## TEXTE FOURNI
Elles se renouvelèrent au quartier général prussien. Le 15 juillet, Benedetti écrivait de Brunn à Drouyn de Lhuys que Bismarck « ... sans aucun encouragement de ma part ... essaya de me prouver que les revers de l'Autriche permettaient à la France et la Prusse de modifier leur état territorial, et de résoudre dès à présent la plupart des difficultés qui continueront à menacer la paix de l'Europe. »
Il y a des traités - objecta Benedetti - de telles propositions conduiraient à la guerre.
« M. de Bismarck me répondit que je me méprenais ; que la France et la Prusse unies et résolues à redresser leurs frontières respectives en se liant par des engagements solennels, étaient désormais en situation de régler ensemble ces questions sans craindre de rencontrer une résistance armée ni de la part de l'Angleterre, ni de la part de la Russie. »

Entrées du jeu de données:
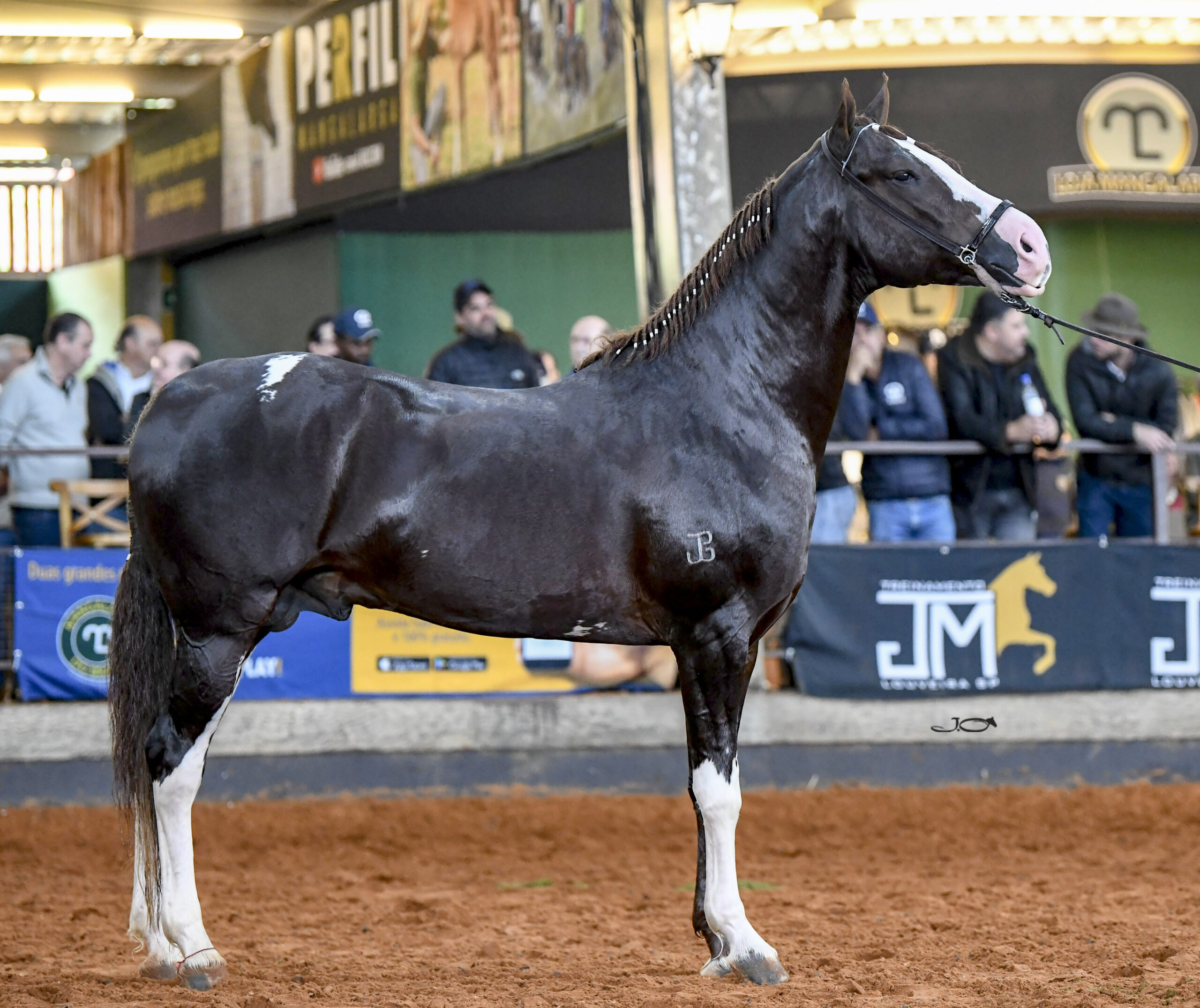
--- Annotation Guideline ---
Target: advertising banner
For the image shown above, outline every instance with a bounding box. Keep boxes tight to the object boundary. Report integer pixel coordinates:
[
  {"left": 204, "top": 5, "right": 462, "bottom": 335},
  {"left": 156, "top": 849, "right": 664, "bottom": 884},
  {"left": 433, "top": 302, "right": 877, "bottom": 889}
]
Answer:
[
  {"left": 13, "top": 549, "right": 575, "bottom": 700},
  {"left": 785, "top": 541, "right": 1200, "bottom": 699},
  {"left": 129, "top": 77, "right": 222, "bottom": 256},
  {"left": 221, "top": 29, "right": 296, "bottom": 232},
  {"left": 521, "top": 0, "right": 625, "bottom": 154},
  {"left": 351, "top": 609, "right": 575, "bottom": 693},
  {"left": 397, "top": 0, "right": 521, "bottom": 188},
  {"left": 293, "top": 0, "right": 403, "bottom": 211}
]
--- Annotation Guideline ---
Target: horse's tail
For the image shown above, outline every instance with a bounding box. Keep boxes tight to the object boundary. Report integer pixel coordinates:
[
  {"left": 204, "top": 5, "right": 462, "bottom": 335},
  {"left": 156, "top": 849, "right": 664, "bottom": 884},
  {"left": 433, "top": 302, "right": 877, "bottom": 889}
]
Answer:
[{"left": 108, "top": 522, "right": 175, "bottom": 919}]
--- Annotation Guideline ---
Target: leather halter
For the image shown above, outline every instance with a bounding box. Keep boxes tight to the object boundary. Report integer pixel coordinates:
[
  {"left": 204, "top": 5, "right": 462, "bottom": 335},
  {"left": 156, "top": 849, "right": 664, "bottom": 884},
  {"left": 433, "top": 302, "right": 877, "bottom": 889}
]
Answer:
[
  {"left": 821, "top": 126, "right": 1013, "bottom": 266},
  {"left": 821, "top": 125, "right": 1200, "bottom": 375}
]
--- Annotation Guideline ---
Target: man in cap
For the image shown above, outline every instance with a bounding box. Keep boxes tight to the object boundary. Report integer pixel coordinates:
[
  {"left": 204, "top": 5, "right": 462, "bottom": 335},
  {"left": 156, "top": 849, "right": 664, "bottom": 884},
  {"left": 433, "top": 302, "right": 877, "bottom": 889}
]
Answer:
[
  {"left": 428, "top": 279, "right": 540, "bottom": 389},
  {"left": 1067, "top": 294, "right": 1178, "bottom": 539},
  {"left": 334, "top": 307, "right": 381, "bottom": 367}
]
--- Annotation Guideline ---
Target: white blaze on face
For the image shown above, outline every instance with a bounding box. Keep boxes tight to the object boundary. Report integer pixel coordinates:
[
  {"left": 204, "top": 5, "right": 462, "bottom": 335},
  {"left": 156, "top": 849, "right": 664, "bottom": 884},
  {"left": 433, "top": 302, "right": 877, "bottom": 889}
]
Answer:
[
  {"left": 258, "top": 354, "right": 305, "bottom": 402},
  {"left": 691, "top": 760, "right": 779, "bottom": 976},
  {"left": 875, "top": 126, "right": 999, "bottom": 225}
]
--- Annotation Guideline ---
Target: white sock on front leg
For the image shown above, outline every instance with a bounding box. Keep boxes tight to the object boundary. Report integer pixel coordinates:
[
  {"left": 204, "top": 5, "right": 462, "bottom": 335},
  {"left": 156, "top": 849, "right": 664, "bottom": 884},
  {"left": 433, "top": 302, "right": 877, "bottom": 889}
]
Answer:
[{"left": 691, "top": 760, "right": 787, "bottom": 983}]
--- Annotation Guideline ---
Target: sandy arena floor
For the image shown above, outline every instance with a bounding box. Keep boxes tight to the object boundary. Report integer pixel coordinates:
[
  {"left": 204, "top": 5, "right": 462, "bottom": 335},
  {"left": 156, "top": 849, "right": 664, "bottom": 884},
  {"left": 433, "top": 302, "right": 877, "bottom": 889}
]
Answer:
[{"left": 0, "top": 785, "right": 1200, "bottom": 1008}]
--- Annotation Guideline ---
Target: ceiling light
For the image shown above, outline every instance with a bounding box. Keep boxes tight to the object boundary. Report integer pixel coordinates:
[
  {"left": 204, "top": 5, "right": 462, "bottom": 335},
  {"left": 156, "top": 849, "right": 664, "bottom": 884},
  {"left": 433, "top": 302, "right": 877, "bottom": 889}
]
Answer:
[
  {"left": 0, "top": 167, "right": 60, "bottom": 182},
  {"left": 855, "top": 0, "right": 1200, "bottom": 21},
  {"left": 0, "top": 22, "right": 133, "bottom": 38},
  {"left": 733, "top": 2, "right": 817, "bottom": 31},
  {"left": 0, "top": 148, "right": 45, "bottom": 161},
  {"left": 142, "top": 22, "right": 242, "bottom": 39},
  {"left": 37, "top": 88, "right": 133, "bottom": 105}
]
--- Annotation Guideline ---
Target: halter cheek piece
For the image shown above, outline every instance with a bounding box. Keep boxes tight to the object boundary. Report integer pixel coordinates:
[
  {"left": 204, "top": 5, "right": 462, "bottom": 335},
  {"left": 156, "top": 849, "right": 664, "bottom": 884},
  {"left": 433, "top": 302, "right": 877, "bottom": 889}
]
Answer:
[{"left": 821, "top": 125, "right": 1200, "bottom": 373}]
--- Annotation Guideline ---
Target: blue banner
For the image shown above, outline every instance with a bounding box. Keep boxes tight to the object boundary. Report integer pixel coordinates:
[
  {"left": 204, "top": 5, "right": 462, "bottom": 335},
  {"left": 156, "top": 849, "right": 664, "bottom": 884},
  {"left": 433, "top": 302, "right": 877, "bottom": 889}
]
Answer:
[{"left": 13, "top": 549, "right": 351, "bottom": 700}]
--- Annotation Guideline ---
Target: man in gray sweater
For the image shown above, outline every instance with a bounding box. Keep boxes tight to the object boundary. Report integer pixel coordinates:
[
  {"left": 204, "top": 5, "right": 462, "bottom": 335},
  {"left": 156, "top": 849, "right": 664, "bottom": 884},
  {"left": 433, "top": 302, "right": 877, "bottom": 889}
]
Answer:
[{"left": 0, "top": 312, "right": 92, "bottom": 546}]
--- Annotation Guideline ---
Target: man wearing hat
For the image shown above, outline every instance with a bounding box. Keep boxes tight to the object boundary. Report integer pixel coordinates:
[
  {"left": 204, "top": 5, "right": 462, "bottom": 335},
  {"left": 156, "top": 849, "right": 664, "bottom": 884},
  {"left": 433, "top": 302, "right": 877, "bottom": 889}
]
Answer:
[
  {"left": 839, "top": 304, "right": 955, "bottom": 542},
  {"left": 1067, "top": 294, "right": 1178, "bottom": 539},
  {"left": 334, "top": 307, "right": 381, "bottom": 366},
  {"left": 428, "top": 279, "right": 540, "bottom": 389}
]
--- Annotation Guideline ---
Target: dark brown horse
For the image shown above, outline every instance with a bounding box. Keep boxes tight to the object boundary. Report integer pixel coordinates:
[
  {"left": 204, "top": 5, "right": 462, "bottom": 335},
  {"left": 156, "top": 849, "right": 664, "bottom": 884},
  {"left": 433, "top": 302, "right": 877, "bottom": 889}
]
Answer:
[{"left": 111, "top": 78, "right": 1050, "bottom": 989}]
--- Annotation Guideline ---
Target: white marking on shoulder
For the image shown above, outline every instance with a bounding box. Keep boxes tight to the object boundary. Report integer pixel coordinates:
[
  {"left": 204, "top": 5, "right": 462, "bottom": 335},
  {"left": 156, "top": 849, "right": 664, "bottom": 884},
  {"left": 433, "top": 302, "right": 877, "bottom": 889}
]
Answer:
[
  {"left": 258, "top": 354, "right": 305, "bottom": 402},
  {"left": 875, "top": 126, "right": 999, "bottom": 222}
]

## CONSIGNE 1
D'où Benedetti écrivit-il à Drouyn de Lhuys le 15 juillet, d'après le texte fourni ?
## CONSIGNE 2
Énumérez, s'il vous plaît, tous les États nommés dans le texte fourni.

## RÉPONSE 1
De Brunn.

## RÉPONSE 2
L'Autriche, la France, la Prusse, l'Angleterre, la Russie.